Provided passage |
My third draft took longer than my second draft, which perhaps took about as long as the first, but it was more satisfying. I could tell that each change was improving the story greatly. For me, this first book (Pyramidion) was severely underwritten. It’s fast-paced, action-adventure, so I didn’t use too much description. But I also really missed some character development, messed up one major scene, and really underdeveloped the ending. As a result, my story grew by more than 10,000 words. Many bigger writers suggest that their books shrink by 10%. Your mileage may vary.

Some may want a further edit, others may go for a second beta read, it’s really up to the writer. Me? I was (am?) happy with my book. I was convinced that it was now pretty damned good (but as with everything, could certainly always have been better – but you need to move on eventually). So my next step? Line editing. Copy editing. Whatever you want to call it. Here, your editor will clean up your prose and make it sound better, as well as fixing any awkward bits. Basically, this is the real polishing stage.

Don’t skip this. Don’t skip ANY edit. You may write well (or you may THINK you do), but nobody prints a book straight from their mind into book form. All of your favourite authors are edited. Promise. If you want good reviews, or people to actually read your book… get it edited. Professionally.

Once I’ve got that back, and I’ve made any required changes, and both me and my editor are happy? Off to get typeset. Then? PUBLICATION.

Records from a data collection
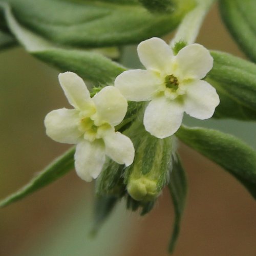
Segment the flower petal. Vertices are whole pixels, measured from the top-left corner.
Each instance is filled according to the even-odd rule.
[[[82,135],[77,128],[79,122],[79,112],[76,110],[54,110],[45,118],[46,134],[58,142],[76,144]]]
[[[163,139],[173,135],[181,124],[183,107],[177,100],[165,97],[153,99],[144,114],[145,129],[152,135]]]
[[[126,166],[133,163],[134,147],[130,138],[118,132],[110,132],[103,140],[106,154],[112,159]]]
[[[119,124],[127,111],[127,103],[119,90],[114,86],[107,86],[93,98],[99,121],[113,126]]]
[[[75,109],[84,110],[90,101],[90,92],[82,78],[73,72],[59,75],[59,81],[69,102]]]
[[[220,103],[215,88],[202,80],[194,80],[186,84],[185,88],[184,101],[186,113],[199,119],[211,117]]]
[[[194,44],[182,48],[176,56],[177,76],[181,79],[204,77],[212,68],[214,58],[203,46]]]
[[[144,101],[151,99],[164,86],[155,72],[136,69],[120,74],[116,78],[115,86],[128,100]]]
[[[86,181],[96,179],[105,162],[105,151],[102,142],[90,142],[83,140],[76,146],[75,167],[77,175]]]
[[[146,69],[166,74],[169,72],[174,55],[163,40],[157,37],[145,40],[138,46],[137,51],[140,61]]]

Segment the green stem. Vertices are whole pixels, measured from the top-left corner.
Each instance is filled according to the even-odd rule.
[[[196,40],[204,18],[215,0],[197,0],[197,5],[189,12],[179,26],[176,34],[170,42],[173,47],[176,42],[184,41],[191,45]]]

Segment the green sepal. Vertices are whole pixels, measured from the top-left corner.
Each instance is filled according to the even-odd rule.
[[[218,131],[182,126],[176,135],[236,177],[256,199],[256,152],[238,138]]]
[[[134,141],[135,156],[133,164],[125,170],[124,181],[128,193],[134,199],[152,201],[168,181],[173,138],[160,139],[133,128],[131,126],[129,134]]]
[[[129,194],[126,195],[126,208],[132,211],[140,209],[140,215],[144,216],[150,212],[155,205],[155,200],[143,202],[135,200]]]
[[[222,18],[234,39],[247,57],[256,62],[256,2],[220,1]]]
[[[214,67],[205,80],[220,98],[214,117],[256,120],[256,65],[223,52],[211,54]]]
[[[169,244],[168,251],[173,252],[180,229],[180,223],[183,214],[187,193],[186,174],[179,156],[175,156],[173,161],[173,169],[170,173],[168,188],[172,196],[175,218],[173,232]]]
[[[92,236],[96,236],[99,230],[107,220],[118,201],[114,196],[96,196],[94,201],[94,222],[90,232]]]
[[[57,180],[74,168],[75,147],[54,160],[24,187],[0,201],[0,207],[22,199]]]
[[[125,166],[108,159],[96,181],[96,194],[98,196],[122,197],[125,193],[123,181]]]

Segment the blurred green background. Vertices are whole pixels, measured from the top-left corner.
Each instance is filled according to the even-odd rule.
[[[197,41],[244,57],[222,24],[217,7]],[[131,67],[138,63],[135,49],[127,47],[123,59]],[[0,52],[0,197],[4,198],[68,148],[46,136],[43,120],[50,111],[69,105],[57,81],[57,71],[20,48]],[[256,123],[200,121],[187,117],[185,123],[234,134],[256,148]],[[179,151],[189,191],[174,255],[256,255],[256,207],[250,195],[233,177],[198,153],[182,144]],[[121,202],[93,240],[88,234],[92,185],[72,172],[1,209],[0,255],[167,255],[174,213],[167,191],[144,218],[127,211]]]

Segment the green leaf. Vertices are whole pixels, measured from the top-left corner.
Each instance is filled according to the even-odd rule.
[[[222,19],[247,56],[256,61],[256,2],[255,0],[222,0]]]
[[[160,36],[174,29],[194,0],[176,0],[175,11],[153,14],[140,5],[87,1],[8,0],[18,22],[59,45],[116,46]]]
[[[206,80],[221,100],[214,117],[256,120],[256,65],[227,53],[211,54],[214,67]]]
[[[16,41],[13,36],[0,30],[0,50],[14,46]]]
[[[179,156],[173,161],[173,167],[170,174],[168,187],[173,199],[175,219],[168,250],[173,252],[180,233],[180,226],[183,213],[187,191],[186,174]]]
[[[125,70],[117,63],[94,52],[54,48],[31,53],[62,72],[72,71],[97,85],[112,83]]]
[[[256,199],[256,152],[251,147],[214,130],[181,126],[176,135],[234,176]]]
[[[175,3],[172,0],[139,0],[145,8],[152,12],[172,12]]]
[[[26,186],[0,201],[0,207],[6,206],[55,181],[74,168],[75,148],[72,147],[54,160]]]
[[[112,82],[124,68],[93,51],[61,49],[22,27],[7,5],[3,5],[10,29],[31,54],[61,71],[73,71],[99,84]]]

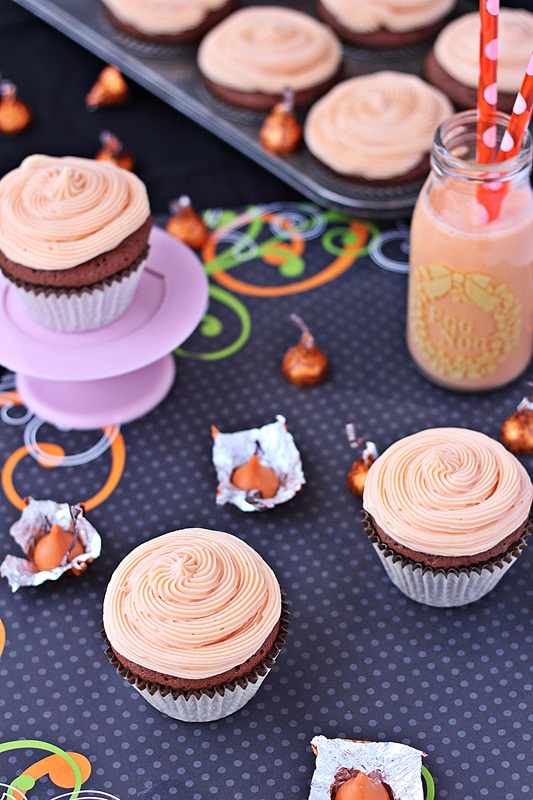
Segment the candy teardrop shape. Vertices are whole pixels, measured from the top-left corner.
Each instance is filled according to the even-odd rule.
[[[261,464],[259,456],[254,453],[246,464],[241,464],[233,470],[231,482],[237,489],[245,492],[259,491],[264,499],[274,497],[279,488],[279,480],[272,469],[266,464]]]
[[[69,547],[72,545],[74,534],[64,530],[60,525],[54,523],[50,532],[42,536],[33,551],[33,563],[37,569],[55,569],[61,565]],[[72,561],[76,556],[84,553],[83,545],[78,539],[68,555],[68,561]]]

Exercise task A | Reproduce word for word the part of the passage on editing a book that begins at the words "Don’t skip this." and stops after the words "it edited. Professionally.".
Exercise task B | Write the next part of the piece about editing a book, continuing from its final sentence.

Output A |
Don’t skip this. Don’t skip ANY edit. You may write well (or you may THINK you do), but nobody prints a book straight from their mind into book form. All of your favourite authors are edited. Promise. If you want good reviews, or people to actually read your book… get it edited. Professionally.

Output B |
Yep. That’s why I’m excited. Most of the hard upfront work is done. It’ll take my editor one or two months to edit, but once that’s done? Publication won’t be too far away. So… I’m excited.

What’s on my Desk?

Well, I hope there’s nothing terribly embarrassing in this photo, but hey – I basically LIVE at my desk these days. But my desk is a little more advanced than others — I have a dual screen setup, along with a TV to the side for my vidya games, I also have a webcam, and a USB mic. Oh – and two notebook PCs.

Yes, this is my setup for both my personal computer and my day job. The dual screens heps me perform better in my day job, and for my personal life, it means I can do more than one thing at a time. Write on the left, research on the right! Amazing! But I also make podcasts and videos and all sorts of other things besides, so my desk is full of things.

And books. Always reading. The stack on the right is my “to be read” stack, which I try to keep in order. The stack onthe right is my manga, which I read whenever. And on top of the notebook in the middle is my current book, which in this case is Leviathan Wakes.

And there’s also a cooling fan in the middle because I live in Australia and like the comforts of life.

Do you need all of this stuff? HELL NO. In truth, all you need is a PC and you’re good to go (or a notebook if you’re one of those crazies that still likes to write by hand – no thanks). But do keep in mind your back and neck – if you plan on writing a lot, perhaps invest in a separate monitor and keyboard/mouse, just to elevate your eyes and keep you from staring down at a screen. It’s really bad for your neck. Also, invest in a good chair to take the pressure off your back, and get up to take a walk at least once every hour.

To be honest, my setup is messy and all over the place – I’ve added to it over the years and really need to optimise, particularly my desk. It’s coming soon, I am planning to buy a looooong desk and probably having 4 screens side by side – separating my work and personal lives completely. But all of that is yet to be seen. I’m happy with it for now.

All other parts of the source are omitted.